-- start GIVEN ENTRIES --
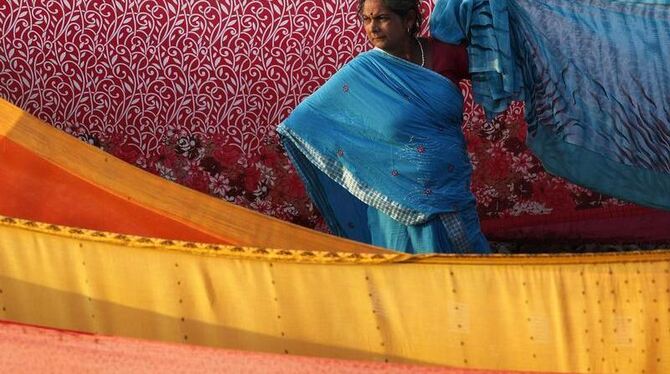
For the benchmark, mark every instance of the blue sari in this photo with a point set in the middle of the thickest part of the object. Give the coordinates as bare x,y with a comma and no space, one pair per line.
595,79
380,149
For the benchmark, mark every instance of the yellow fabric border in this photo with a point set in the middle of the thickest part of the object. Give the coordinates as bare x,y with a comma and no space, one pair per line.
172,200
578,317
332,256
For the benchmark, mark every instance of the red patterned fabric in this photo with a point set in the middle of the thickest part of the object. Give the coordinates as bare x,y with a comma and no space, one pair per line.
192,90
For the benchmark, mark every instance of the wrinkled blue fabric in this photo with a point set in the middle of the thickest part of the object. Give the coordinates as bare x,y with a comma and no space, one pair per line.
383,157
593,75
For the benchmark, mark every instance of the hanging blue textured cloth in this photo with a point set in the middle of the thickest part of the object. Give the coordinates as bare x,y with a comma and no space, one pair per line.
595,79
381,152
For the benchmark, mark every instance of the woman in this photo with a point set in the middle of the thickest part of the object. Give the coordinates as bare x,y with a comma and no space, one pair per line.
379,146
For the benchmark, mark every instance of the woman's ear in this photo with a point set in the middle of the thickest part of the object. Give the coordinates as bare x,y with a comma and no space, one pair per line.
410,20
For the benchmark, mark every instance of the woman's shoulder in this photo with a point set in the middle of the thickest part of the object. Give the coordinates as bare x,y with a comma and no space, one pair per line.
441,48
450,60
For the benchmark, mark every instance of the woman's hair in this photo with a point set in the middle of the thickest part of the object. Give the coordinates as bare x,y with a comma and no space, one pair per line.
401,8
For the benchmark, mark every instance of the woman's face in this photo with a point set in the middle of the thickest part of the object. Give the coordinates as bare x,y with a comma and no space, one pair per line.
385,30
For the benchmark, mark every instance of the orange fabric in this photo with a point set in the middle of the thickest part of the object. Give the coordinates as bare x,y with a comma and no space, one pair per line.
35,189
122,182
29,349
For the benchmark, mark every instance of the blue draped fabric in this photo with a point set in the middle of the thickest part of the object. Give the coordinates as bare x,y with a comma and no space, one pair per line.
382,154
595,79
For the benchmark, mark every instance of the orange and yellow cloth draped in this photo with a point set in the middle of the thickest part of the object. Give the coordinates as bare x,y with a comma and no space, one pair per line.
50,176
602,313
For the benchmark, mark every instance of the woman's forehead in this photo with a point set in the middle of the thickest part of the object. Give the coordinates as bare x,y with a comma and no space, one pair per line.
374,7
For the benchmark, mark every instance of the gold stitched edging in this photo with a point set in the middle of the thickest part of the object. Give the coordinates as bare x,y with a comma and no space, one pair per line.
206,249
332,257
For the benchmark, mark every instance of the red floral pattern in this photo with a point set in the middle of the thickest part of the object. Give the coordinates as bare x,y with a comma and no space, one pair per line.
192,90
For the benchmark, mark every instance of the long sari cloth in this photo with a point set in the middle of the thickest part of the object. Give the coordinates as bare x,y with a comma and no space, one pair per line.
595,79
381,152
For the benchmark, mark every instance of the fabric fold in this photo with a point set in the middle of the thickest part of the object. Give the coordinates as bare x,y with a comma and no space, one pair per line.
-- end GIVEN ENTRIES --
Without including any pictures, reproduce the listing exactly.

For the benchmark, mark every instance of the blue sari in this photo with a point set in the middle of the thickest part of the object. Give the coordinates as bare x,y with a comma and no space, one pair per line.
595,79
380,149
For the benchmark, mark every instance of the yellow fabric border in this photo with a point set in the middle of the thickest part of the object. Give the coordinates as bare x,y with a comma and no space, one pair per line.
172,200
578,317
332,256
For the benchmark, mark every instance of the red patterned fabric in this photo with a point set in the middle of the thickest part of the object. Give the coordinates as bare x,y with a comma and no space, one pair per line.
192,90
For the benchmark, mark every instance of the wrinkled blue fabric in this photo with a point set in the middle of the thickest part of the object. Give the coordinates as bare x,y with a comma and no space, one pair per line.
383,157
593,75
For the benchmark, mark every instance of the hanging blue textured cloth in this photo with a point set in the middle of the thickest part of the object. Give the coordinates as bare x,y with a comma and no space, one pair per line.
595,79
381,152
For the benchmark, mark every instance of the woman in this photo with a point set in the middle of the thickest part of the object. Give the coordinates as bare x,y with a comma and no space, one pair per line.
379,146
For the benchmark, mark every instance of the woman's ear in this photo with a point set in the middle of the thickest part of the object. Give the coordinates as bare x,y with a comma and no space, one pair per line.
410,20
For the benchmark, mark every instance of the woman's shoulder in this photo with a point set in the middle of the thickest part of the object. Give the coordinates as bare x,y with a comma and no space, one pair per line.
441,48
450,60
For the benchmark, mark every instance of the woman's hair in this photo with a point set in the middle of the thickest part of the object. Give the coordinates as bare x,y with a comma and no space, one pair per line.
401,8
For the benchmark, mark every instance of the woman's face in this photo with a point set in the middle of the thickest part of the object. Give the coordinates as bare x,y with a comma and no space, one pair per line.
385,30
For the benchmark, mark every instance of the orange fabric in this photo with a point set in the middle of the thickest part of the object. Give the coordinates as bare x,y with a comma and no space, one pair per line.
35,189
122,182
29,349
For the benchmark, mark every instance of the blue draped fabric in this photo with a point set in the middle of the thickest part of the object. Give the coordinates as bare x,y with a comma and no space, one pair per line.
382,154
595,79
For the benchmark, mark every instance of the orange and yellow cloth draped in this photo with a point set in the middle of the thickest part of the object. Give the coordinates as bare x,y with a comma and no space, one pair per line.
50,176
602,313
For the benchmark, mark every instance of the woman's forehead in this photo with a point set in the middle of the thickest part of the object. Give the coordinates as bare x,y with a comma and no space, one pair per line.
374,7
For the benchmark, mark every instance of the gold stitched edging in this photo with a point set in the middle of the thickest part of the object. Give the coordinates as bare x,y with a comma and no space, one pair per line.
206,249
332,257
For the benchmark, mark every instance of the red floral pattern in this photo with a point set in the middle of the thickest part of the object. Give the coordinates as bare x,y with a comma and no space, one pair per line.
192,90
For the benchmark, mark every instance of the long sari cloth in this photo with a point set in the middle of the thickest part of the object. Give the coordinates as bare x,y with a comma and no space, one pair per line.
595,79
381,152
For the benchmark, mark every instance of the fabric fold in this photo with a point set in the middle of the thickest part of the object. Give the coordinates as bare x,y with a comma and no space, one pair per line.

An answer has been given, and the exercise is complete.